-- BEGIN Dataset --

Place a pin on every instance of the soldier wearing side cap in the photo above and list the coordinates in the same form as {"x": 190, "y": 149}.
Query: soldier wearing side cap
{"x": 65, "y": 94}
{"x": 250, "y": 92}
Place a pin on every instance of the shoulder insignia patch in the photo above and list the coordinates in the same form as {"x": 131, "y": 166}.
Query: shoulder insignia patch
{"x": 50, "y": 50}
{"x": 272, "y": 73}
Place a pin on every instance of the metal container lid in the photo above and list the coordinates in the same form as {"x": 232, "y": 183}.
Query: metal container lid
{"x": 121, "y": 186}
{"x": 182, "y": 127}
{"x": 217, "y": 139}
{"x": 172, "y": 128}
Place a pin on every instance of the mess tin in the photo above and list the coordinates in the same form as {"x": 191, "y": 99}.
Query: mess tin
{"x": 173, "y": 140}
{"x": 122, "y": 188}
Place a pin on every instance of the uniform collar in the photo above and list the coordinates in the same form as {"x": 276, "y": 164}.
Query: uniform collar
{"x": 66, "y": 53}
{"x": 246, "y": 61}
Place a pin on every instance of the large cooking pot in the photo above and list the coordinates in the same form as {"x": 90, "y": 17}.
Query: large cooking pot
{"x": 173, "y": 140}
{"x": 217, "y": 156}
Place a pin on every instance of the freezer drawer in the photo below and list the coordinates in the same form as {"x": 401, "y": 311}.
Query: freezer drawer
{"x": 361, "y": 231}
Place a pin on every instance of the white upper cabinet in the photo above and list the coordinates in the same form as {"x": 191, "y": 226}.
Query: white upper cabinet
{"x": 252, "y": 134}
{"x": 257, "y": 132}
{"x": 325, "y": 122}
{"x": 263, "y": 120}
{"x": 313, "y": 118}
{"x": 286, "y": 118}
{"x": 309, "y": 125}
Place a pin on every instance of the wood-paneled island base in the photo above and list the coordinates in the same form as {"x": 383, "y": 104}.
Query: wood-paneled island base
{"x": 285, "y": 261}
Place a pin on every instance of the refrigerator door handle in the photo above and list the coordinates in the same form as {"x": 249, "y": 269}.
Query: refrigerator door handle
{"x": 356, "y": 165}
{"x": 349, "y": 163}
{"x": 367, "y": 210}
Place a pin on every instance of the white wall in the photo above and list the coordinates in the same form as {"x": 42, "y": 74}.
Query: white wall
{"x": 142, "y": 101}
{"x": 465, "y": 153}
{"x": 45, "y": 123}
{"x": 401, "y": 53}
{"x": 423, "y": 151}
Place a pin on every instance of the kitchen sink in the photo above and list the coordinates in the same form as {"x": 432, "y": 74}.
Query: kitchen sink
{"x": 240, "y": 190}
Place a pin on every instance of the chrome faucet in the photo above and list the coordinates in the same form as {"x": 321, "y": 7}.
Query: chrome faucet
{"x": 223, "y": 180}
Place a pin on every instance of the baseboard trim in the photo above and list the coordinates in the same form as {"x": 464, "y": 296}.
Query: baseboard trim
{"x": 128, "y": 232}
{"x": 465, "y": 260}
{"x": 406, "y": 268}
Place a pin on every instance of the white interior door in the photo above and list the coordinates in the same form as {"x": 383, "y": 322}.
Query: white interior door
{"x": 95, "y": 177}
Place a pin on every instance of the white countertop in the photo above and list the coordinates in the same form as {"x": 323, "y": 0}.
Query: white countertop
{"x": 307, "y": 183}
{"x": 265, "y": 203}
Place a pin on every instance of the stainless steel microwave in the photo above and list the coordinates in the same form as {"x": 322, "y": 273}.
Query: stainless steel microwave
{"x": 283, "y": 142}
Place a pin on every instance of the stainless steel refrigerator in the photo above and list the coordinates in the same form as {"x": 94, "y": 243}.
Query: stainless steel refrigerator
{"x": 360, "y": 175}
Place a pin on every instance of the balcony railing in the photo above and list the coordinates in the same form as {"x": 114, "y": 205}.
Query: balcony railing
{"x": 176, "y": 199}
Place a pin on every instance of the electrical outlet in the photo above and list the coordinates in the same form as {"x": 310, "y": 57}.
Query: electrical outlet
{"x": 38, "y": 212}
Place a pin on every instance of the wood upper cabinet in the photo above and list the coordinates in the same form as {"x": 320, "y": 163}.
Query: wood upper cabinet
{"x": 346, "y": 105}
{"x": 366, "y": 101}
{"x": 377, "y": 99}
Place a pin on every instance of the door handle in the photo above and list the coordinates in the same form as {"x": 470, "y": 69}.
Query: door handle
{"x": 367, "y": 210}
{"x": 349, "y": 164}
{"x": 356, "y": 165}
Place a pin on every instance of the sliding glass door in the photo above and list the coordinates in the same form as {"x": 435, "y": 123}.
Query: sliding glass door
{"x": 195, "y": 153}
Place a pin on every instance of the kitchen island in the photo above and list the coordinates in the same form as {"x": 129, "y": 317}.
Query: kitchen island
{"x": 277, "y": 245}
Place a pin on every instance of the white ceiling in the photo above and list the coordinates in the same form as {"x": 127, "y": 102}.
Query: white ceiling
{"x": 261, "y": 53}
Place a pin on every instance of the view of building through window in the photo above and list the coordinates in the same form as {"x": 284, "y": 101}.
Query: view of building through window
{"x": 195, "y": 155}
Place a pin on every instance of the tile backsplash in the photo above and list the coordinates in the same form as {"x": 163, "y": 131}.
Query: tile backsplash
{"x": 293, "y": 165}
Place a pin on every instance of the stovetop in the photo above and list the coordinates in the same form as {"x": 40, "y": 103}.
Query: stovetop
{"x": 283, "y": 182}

-- END Dataset --

• Stated problem
In the records above, return only the line that contains "Place a pin on every instance of the view" and every line after it through the last, exactly as they appear.

• Written response
Place a pin on every instance of the view of building through window in the photo above and list the coordinates in the same form as {"x": 284, "y": 101}.
Query: view of building through window
{"x": 195, "y": 155}
Place a pin on every instance of the tile backsplash in the photo above and list the coordinates in the same form as {"x": 163, "y": 131}.
Query: tile backsplash
{"x": 293, "y": 165}
Place a pin on every instance of the stovetop in the photo above and list the coordinates in the same form as {"x": 40, "y": 103}.
Query: stovetop
{"x": 283, "y": 182}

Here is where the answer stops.